== Deine Aufgabe ==
Wiederhole bitte aus den Datensätzen unten die Zeilen von der Zeile mit „the red ceramic“ bis zur Zeile mit „(1202, 243)“ wortgetreu. Beide Zeilen gehören dazu.

***

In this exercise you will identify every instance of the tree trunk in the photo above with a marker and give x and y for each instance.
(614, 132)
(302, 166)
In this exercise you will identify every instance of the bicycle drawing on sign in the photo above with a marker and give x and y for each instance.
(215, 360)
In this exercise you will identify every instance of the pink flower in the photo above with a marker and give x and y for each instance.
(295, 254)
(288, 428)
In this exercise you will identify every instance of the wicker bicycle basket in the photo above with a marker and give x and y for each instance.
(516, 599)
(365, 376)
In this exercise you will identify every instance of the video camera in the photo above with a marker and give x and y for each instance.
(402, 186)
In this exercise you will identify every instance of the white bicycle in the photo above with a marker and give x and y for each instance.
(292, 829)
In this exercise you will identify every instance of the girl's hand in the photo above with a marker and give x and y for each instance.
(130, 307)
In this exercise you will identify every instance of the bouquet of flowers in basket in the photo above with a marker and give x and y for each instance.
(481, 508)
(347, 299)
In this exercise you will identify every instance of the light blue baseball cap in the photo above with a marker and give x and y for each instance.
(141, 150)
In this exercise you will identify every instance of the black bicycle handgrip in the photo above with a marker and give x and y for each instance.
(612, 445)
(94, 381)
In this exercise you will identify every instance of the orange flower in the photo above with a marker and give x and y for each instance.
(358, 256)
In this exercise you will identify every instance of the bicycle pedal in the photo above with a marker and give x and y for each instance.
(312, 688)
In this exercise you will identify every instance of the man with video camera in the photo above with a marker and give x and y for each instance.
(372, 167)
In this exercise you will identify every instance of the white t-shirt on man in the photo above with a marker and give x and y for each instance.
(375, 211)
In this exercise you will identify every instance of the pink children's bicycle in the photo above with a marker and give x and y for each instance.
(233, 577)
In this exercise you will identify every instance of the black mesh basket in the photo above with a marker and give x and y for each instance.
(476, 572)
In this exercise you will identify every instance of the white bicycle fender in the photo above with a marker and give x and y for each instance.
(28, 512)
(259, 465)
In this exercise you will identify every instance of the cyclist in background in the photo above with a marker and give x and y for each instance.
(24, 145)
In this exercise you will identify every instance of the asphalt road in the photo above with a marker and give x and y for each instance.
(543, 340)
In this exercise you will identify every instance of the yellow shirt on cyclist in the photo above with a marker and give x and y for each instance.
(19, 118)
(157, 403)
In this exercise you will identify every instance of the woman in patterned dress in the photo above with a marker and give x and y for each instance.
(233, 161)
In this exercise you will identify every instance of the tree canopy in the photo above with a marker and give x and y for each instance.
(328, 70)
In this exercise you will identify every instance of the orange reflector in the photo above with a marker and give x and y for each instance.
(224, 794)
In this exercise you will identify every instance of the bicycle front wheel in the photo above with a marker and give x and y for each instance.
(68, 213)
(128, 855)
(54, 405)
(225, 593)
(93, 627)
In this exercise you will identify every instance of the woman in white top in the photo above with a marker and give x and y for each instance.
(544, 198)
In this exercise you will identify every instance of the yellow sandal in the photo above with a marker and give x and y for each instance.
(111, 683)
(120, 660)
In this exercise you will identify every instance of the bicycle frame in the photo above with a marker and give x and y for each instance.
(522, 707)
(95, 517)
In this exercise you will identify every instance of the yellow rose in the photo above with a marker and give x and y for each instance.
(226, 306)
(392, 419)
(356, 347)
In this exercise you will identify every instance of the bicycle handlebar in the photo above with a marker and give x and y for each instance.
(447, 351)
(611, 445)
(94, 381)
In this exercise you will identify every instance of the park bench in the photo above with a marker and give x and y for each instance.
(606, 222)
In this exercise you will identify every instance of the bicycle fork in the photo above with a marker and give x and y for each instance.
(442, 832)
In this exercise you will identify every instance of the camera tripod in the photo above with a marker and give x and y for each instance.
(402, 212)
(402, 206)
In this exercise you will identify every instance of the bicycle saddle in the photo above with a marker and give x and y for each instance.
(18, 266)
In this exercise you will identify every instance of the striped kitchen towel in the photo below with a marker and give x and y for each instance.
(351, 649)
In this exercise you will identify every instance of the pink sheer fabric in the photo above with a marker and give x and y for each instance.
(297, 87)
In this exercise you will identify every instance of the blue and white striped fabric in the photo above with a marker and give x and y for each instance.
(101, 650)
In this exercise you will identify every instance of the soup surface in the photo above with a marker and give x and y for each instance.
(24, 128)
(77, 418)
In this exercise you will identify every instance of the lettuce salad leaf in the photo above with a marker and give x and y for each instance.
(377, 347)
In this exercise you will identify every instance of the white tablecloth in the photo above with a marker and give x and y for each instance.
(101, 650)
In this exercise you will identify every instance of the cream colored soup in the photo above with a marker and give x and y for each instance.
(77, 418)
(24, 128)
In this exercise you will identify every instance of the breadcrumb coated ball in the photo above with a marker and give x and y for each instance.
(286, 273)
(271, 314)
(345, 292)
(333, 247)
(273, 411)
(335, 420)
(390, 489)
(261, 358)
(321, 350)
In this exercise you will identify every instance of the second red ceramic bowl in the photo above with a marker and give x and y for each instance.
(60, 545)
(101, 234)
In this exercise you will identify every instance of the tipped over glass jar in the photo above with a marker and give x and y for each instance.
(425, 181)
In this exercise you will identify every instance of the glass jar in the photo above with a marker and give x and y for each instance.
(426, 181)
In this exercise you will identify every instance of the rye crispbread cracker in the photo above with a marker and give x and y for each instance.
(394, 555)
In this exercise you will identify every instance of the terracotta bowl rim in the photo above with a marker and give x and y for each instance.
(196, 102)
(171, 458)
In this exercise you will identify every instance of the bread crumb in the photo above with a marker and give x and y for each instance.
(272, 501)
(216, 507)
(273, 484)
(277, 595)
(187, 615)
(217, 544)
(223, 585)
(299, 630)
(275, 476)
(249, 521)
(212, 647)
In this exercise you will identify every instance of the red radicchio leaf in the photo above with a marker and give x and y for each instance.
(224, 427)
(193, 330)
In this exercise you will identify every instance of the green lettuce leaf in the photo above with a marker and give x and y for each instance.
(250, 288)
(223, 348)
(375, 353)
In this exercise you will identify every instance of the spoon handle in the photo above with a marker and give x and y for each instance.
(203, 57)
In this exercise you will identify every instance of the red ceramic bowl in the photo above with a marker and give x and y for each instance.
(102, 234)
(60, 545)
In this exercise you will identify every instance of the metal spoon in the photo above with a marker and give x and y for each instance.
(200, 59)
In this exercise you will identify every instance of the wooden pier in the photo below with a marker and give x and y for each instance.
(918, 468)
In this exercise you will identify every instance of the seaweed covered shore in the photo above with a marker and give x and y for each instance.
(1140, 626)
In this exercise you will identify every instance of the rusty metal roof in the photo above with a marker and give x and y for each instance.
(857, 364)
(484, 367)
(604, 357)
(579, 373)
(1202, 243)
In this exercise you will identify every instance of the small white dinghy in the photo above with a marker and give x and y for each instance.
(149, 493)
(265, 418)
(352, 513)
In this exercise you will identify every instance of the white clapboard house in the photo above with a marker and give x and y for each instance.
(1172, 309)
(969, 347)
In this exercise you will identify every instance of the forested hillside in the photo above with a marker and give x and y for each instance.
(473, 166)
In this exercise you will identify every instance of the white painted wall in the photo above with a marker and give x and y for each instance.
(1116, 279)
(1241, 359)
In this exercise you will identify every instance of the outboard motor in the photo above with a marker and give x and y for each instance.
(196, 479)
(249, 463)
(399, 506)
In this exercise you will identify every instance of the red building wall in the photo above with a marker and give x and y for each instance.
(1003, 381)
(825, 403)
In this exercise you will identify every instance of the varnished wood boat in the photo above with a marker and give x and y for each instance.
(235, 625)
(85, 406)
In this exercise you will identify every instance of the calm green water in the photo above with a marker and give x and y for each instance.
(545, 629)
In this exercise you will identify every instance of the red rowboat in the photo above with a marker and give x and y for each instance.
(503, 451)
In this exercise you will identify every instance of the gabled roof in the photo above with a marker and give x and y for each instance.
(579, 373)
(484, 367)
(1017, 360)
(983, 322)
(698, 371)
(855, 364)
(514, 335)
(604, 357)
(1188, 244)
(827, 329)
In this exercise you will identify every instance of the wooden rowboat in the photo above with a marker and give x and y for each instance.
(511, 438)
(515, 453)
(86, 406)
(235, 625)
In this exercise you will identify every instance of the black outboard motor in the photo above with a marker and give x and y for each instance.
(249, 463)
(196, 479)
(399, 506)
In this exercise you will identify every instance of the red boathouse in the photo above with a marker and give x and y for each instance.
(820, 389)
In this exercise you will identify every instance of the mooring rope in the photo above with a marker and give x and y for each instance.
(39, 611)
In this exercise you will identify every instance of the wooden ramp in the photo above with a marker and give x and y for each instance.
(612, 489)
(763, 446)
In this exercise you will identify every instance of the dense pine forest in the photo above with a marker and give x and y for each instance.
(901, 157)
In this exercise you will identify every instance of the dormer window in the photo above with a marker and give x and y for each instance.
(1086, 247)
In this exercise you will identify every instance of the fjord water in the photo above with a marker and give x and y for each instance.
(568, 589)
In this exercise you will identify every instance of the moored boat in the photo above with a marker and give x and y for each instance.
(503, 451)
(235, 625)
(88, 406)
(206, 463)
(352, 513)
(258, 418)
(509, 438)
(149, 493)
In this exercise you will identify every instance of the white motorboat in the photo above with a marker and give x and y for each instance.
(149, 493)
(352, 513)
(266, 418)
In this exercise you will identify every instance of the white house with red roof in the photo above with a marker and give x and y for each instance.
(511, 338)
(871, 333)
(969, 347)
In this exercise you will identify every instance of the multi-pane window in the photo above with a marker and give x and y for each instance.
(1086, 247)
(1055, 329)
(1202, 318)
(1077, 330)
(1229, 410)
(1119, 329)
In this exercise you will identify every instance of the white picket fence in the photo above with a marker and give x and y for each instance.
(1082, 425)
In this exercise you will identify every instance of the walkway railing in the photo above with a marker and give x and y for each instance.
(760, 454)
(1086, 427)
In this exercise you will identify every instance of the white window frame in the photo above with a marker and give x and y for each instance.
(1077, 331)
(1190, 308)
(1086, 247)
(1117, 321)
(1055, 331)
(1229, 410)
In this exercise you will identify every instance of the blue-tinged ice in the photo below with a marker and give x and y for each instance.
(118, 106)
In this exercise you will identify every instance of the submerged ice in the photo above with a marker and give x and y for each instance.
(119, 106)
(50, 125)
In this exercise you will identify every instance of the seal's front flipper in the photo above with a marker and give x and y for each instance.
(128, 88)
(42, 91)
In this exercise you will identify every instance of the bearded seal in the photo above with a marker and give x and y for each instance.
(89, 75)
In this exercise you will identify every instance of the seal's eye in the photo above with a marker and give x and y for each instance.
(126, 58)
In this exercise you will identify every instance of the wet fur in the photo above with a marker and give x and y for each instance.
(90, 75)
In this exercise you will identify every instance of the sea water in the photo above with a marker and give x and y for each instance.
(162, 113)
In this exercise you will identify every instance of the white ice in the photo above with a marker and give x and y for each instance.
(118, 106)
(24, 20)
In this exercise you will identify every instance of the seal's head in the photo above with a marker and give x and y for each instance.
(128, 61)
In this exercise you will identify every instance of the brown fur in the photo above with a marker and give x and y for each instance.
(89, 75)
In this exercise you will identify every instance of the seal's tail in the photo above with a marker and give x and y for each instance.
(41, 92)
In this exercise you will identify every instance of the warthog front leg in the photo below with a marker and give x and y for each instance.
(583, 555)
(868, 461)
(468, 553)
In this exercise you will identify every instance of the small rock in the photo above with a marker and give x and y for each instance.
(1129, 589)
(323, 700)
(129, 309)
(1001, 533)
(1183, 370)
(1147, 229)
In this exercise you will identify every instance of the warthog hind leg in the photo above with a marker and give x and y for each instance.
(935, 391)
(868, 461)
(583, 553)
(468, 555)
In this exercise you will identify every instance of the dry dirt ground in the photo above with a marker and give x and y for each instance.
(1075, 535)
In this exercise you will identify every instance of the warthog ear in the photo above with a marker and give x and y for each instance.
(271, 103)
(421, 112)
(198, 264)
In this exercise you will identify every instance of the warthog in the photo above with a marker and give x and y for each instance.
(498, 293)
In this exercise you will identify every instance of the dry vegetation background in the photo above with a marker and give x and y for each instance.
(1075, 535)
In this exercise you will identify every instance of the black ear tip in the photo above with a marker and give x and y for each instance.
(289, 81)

***

== Lösung ==
In this exercise you will identify every instance of the red ceramic bowl in the photo above with a marker and give x and y for each instance.
(102, 234)
(60, 545)
In this exercise you will identify every instance of the metal spoon in the photo above with a marker and give x and y for each instance.
(200, 59)
In this exercise you will identify every instance of the wooden pier in the photo below with a marker and give x and y for each instance.
(918, 468)
In this exercise you will identify every instance of the seaweed covered shore in the photo above with a marker and give x and y for each instance.
(1140, 626)
In this exercise you will identify every instance of the rusty metal roof in the photo above with a marker and give x and y for each instance.
(857, 364)
(484, 367)
(604, 357)
(579, 373)
(1202, 243)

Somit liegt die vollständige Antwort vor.